• Given problem: Copy the listing below word for word, from its first line down to the line containing "[(385, 850)]", including both of those lines.

[start]

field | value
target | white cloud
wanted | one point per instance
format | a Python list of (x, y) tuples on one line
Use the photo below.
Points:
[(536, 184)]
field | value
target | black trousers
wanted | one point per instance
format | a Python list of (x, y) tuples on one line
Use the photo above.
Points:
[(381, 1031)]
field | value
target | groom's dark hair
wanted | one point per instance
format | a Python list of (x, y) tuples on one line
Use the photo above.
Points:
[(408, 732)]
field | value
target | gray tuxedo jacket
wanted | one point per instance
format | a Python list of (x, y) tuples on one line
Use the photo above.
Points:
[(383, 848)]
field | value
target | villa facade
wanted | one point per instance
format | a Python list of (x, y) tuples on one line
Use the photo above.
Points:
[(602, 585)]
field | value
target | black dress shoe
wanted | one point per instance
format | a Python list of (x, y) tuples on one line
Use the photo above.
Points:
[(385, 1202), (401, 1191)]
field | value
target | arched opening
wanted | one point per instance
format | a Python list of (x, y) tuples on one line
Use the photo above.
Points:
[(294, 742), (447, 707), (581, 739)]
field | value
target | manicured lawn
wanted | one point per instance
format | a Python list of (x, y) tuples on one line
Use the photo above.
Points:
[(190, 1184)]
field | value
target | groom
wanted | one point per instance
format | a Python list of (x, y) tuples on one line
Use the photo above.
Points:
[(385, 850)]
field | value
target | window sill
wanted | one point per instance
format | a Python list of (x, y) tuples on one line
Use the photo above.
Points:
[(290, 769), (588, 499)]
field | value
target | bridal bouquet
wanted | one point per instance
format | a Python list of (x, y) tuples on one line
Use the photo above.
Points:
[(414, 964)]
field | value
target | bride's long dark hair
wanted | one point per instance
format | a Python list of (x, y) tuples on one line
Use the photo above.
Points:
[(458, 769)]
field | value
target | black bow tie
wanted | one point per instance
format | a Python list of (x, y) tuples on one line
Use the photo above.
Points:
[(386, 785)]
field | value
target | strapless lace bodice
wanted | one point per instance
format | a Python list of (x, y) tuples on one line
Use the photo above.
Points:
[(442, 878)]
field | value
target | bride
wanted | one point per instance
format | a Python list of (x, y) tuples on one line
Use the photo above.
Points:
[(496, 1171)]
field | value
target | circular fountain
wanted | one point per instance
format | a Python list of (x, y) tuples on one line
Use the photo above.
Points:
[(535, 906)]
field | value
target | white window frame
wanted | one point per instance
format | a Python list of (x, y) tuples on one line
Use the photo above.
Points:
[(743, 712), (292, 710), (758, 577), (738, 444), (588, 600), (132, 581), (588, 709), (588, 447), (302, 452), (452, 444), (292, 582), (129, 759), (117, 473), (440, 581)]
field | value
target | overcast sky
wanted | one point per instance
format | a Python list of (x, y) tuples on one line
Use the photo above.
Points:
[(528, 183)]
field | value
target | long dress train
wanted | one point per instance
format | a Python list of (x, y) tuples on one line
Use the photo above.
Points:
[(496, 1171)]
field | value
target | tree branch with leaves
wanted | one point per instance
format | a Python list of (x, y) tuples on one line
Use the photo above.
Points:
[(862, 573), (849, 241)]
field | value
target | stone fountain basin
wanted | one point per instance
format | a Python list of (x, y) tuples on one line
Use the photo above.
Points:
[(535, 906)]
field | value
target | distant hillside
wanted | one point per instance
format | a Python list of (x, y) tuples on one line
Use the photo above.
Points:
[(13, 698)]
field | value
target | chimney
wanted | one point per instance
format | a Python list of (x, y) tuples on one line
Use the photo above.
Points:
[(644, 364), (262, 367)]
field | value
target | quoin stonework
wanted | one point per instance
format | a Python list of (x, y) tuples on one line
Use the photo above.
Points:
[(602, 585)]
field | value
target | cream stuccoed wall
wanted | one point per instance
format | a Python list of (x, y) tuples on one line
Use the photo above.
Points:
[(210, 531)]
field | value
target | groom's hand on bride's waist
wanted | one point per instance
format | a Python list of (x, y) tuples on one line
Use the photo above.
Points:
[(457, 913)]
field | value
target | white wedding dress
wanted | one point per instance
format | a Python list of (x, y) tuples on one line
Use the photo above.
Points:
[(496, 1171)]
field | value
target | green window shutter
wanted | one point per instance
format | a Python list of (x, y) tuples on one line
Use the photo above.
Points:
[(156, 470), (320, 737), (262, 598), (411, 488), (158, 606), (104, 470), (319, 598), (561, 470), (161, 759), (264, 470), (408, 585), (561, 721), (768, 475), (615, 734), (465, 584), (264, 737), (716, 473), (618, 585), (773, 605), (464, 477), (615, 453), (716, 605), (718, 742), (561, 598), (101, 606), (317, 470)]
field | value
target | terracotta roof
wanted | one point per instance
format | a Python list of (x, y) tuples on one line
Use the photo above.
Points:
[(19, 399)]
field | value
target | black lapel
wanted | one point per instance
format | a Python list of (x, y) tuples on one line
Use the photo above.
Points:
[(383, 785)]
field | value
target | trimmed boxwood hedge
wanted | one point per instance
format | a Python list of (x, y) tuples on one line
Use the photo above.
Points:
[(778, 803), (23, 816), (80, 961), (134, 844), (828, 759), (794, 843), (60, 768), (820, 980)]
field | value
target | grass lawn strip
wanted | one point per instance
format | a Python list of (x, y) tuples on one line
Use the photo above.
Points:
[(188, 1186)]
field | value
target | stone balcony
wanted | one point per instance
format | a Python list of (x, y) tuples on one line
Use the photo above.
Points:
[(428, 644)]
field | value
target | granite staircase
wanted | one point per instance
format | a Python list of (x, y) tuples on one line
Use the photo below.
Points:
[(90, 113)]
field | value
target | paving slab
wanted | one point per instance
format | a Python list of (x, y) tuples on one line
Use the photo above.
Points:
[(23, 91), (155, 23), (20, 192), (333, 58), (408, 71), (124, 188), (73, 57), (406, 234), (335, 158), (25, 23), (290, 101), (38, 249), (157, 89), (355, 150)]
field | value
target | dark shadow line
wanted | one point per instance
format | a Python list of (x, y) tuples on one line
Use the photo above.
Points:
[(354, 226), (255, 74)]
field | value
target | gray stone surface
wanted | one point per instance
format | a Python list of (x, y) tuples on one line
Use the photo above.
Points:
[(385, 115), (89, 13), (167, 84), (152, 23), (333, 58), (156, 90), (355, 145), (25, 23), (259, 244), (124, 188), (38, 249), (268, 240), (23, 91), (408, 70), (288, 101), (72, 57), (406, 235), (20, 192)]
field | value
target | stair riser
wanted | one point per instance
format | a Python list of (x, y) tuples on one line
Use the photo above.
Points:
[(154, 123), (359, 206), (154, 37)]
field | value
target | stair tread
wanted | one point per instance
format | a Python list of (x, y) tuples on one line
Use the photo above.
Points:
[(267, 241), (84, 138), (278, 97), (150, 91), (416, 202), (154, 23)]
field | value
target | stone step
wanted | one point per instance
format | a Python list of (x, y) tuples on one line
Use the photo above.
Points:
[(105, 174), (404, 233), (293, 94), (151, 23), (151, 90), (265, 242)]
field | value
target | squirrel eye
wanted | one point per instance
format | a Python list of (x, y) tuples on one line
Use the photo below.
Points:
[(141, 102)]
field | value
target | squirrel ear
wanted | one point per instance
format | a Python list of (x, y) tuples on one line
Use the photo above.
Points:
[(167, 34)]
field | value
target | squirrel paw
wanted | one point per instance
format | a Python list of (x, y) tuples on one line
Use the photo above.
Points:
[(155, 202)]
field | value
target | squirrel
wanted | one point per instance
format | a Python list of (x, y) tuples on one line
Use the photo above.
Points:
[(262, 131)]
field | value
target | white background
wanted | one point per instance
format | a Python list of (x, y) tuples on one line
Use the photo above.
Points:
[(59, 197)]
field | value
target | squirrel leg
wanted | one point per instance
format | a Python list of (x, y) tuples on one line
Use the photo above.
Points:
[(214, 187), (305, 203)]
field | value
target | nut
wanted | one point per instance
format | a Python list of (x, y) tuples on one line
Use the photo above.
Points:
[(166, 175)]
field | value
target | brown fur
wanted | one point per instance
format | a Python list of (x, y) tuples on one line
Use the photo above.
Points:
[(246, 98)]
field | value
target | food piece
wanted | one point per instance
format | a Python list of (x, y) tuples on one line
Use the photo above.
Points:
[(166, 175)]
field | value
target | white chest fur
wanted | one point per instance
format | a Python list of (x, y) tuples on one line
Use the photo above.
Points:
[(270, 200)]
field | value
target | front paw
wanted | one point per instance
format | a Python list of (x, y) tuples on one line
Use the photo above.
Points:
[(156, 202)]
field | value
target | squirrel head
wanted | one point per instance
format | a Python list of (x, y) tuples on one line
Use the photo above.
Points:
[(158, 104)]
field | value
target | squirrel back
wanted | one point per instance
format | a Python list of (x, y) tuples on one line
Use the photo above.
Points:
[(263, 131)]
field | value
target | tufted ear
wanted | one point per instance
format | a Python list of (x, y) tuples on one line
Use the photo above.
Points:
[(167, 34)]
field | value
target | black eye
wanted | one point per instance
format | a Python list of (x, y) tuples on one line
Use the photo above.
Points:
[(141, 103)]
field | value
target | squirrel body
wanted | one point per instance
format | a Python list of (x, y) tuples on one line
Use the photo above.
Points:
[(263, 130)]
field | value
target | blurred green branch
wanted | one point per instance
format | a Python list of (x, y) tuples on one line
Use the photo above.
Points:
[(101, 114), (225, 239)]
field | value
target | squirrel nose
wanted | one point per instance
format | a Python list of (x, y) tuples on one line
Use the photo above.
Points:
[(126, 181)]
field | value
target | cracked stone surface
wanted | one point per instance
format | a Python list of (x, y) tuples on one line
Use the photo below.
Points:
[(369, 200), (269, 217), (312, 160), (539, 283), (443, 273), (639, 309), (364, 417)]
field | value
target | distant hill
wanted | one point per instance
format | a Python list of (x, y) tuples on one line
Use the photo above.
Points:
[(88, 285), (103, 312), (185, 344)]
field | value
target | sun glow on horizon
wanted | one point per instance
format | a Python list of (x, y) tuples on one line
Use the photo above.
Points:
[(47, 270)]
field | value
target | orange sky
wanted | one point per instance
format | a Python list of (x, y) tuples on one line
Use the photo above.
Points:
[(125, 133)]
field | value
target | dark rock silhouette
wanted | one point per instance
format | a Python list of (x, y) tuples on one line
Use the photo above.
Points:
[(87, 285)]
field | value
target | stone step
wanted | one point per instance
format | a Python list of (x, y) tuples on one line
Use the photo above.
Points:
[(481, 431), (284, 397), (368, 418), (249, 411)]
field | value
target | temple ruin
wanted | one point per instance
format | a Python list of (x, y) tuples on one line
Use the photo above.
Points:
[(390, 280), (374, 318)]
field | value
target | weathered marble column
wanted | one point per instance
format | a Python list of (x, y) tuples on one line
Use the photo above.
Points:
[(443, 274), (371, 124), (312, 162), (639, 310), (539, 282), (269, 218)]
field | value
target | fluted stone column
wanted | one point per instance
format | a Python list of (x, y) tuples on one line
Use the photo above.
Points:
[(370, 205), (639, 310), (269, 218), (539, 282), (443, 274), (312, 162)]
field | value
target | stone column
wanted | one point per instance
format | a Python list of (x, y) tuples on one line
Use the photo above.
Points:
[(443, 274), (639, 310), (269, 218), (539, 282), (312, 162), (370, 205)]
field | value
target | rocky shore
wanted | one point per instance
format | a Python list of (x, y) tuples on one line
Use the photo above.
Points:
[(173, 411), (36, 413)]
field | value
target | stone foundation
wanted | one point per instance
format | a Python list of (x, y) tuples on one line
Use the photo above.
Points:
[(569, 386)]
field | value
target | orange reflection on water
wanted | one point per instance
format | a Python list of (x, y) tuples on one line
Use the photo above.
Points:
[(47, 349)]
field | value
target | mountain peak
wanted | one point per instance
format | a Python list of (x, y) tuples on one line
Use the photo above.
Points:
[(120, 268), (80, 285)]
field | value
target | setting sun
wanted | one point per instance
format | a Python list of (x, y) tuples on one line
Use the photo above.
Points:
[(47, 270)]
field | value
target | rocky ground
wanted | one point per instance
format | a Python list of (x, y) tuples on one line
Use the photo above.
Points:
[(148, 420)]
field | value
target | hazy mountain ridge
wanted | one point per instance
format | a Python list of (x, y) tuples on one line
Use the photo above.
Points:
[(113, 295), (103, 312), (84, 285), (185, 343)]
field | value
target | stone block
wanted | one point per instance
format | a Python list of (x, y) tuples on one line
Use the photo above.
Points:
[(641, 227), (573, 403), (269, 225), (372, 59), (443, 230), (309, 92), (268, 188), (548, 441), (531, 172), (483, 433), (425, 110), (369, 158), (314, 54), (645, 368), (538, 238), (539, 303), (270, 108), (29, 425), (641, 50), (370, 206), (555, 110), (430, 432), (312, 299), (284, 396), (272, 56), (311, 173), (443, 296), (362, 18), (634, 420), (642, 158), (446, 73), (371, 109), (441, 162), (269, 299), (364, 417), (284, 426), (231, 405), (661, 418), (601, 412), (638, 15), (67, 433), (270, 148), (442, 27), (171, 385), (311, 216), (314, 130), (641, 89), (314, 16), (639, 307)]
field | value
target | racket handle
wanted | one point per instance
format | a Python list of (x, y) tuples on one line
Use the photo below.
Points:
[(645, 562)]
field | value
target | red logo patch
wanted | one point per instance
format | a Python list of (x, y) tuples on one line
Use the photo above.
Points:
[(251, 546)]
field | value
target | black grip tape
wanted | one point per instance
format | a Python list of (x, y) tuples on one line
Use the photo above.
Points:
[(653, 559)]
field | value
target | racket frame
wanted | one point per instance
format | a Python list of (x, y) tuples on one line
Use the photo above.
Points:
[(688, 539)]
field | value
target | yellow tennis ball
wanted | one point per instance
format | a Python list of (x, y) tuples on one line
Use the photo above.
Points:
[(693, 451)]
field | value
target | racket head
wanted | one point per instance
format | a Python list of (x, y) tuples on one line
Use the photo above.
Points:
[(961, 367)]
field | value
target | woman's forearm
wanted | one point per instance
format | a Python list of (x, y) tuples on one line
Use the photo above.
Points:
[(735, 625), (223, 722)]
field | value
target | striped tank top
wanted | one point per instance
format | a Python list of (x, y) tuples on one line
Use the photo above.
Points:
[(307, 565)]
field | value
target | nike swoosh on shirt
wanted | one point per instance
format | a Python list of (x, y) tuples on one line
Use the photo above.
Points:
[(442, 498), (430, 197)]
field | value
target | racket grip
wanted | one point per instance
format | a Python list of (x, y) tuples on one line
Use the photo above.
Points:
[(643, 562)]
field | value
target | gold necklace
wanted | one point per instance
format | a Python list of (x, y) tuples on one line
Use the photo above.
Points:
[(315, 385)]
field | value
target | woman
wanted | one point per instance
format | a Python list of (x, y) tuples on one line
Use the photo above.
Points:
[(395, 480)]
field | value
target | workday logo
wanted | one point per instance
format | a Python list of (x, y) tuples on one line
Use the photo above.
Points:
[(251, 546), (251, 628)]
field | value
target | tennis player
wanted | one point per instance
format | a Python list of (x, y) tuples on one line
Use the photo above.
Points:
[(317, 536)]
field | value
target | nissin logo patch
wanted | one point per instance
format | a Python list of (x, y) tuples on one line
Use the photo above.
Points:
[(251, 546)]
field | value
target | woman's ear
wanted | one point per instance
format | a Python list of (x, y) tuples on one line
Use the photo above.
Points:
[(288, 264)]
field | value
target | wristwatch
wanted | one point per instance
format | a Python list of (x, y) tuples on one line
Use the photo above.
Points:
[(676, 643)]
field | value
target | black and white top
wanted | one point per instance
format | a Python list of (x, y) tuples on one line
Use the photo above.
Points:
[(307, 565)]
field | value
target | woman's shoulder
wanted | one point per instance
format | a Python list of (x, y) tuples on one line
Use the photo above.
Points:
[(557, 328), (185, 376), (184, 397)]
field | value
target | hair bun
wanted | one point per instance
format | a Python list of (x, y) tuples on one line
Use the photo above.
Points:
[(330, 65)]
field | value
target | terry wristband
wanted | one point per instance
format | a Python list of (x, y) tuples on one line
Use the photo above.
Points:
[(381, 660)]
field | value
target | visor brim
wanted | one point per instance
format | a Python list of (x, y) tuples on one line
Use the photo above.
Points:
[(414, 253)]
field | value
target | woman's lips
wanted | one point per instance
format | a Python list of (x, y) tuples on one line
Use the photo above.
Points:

[end]

• Task solution:
field | value
target | white cloud
wanted | one point per instance
format | a Python list of (x, y) tuples on one line
Use the photo below.
Points:
[(536, 184)]
field | value
target | black trousers
wanted | one point per instance
format | a Python list of (x, y) tuples on one line
Use the photo above.
Points:
[(381, 1031)]
field | value
target | groom's dark hair
wanted | one point per instance
format | a Python list of (x, y) tuples on one line
Use the photo above.
Points:
[(408, 732)]
field | value
target | gray tuxedo jacket
wanted | one point per instance
format | a Python list of (x, y) tuples on one line
Use the photo above.
Points:
[(383, 848)]
field | value
target | villa facade
wanted | one point per instance
format | a Python list of (x, y) tuples on one line
Use the photo above.
Points:
[(602, 585)]
field | value
target | black dress shoe
wanted | one point per instance
format | a Python list of (x, y) tuples on one line
Use the photo above.
Points:
[(385, 1202), (401, 1191)]
field | value
target | arched opening
wanted | one point per instance
format | a Python list of (x, y) tuples on one line
Use the photo above.
Points:
[(294, 742), (447, 707), (581, 739)]
field | value
target | manicured lawn
wanted | one point per instance
format | a Python list of (x, y) tuples on one line
Use the photo above.
Points:
[(190, 1184)]
field | value
target | groom
wanted | one point per instance
format | a Python list of (x, y) tuples on one line
Use the photo above.
Points:
[(385, 850)]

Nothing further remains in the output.